■ The records ■
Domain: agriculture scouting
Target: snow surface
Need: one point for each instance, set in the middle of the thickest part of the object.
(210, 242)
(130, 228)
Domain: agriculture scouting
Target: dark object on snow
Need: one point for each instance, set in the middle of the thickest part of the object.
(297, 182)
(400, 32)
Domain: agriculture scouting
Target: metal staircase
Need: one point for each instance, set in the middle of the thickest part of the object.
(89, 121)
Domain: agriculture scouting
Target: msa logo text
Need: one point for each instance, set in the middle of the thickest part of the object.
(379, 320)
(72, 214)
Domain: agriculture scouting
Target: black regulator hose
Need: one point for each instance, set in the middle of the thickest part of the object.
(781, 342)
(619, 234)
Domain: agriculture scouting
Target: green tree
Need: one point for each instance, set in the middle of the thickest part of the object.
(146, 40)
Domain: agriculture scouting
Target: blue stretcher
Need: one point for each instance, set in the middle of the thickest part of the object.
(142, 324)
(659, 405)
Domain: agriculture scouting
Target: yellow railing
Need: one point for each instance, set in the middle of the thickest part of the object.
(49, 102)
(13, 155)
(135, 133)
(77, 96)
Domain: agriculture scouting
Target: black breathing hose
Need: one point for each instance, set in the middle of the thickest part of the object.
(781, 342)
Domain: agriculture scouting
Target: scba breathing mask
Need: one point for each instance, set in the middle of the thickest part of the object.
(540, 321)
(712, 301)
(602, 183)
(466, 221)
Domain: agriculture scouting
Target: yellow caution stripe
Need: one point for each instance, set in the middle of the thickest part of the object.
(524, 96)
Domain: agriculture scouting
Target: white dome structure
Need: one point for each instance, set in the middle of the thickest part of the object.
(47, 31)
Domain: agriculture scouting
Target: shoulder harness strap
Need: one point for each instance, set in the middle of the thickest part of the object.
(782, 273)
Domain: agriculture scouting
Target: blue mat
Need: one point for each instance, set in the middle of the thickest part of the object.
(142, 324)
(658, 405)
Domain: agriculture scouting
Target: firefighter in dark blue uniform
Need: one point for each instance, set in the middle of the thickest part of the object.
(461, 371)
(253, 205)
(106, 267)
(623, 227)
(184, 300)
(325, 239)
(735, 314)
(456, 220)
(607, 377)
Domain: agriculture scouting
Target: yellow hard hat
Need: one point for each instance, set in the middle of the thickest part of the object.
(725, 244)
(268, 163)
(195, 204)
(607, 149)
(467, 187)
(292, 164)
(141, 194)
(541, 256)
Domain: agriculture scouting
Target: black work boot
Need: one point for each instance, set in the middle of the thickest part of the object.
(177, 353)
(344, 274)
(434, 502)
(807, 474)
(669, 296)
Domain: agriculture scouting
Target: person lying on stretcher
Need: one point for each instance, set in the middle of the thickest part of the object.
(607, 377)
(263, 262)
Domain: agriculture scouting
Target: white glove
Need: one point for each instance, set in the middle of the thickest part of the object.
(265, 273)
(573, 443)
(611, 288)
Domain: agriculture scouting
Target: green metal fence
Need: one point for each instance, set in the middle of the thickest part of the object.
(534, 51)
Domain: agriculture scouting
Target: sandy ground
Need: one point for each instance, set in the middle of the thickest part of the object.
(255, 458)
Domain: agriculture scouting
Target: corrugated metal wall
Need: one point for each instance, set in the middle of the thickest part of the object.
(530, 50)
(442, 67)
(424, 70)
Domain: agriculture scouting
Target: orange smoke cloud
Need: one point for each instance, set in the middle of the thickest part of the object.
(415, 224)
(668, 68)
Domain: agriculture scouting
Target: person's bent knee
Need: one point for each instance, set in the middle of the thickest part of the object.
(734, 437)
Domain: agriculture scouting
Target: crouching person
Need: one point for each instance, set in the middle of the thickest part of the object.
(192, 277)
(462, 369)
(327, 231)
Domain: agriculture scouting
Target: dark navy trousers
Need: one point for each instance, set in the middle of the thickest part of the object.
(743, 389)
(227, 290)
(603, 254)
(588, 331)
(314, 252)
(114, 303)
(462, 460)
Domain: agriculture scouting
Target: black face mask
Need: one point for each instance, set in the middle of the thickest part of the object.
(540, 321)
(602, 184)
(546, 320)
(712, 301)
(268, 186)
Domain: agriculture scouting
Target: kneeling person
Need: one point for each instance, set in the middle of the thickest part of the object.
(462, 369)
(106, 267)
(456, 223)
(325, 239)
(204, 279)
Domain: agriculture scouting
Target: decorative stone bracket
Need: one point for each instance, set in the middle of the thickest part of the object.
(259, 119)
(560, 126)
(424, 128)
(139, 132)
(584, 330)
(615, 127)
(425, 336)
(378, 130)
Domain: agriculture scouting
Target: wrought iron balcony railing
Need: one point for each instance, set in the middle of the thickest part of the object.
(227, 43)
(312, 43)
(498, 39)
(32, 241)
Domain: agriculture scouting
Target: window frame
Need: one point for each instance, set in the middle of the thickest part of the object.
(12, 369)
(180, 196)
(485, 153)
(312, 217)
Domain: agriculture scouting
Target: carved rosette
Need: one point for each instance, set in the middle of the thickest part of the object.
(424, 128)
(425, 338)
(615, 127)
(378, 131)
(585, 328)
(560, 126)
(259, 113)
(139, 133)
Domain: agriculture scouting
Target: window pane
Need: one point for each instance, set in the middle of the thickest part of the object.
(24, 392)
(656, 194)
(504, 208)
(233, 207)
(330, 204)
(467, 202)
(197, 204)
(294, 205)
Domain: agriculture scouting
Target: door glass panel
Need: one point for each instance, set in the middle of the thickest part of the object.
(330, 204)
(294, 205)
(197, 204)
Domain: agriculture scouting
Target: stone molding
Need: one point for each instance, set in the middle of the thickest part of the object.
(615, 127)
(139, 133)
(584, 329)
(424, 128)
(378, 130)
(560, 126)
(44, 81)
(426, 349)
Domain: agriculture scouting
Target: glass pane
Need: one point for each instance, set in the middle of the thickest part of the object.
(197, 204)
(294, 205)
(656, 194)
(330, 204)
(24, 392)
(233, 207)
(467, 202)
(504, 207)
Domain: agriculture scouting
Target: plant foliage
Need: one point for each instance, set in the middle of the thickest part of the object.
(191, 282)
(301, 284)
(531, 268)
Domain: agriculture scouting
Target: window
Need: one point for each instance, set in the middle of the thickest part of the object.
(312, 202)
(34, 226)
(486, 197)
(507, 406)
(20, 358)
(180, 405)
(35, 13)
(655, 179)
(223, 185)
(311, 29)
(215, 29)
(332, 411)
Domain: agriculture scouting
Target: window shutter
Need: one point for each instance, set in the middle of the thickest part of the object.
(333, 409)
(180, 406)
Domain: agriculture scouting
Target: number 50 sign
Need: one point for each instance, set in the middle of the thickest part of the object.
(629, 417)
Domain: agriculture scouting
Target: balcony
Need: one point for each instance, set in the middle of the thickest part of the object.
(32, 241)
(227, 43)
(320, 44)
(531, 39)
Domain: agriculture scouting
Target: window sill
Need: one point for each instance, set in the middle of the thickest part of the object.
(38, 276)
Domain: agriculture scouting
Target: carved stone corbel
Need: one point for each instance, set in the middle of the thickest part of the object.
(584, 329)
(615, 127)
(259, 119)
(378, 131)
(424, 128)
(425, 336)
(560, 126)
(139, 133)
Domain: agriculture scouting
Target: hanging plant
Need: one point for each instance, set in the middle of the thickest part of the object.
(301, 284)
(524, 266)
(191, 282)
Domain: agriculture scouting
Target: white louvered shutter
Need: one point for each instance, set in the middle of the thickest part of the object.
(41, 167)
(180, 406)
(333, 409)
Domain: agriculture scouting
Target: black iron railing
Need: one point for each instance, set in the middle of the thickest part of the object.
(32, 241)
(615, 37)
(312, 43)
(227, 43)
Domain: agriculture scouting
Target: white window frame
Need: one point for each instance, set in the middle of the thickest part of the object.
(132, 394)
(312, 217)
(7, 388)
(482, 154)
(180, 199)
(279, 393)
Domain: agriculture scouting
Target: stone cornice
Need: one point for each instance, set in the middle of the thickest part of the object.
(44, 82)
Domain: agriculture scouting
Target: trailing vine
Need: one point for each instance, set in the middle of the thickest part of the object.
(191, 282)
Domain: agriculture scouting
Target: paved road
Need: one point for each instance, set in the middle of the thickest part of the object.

■ Exercise details ■
Copy out every line of the listing that contains the string "frame".

■ Answer to this exercise ■
Target: window frame
Target: white window frame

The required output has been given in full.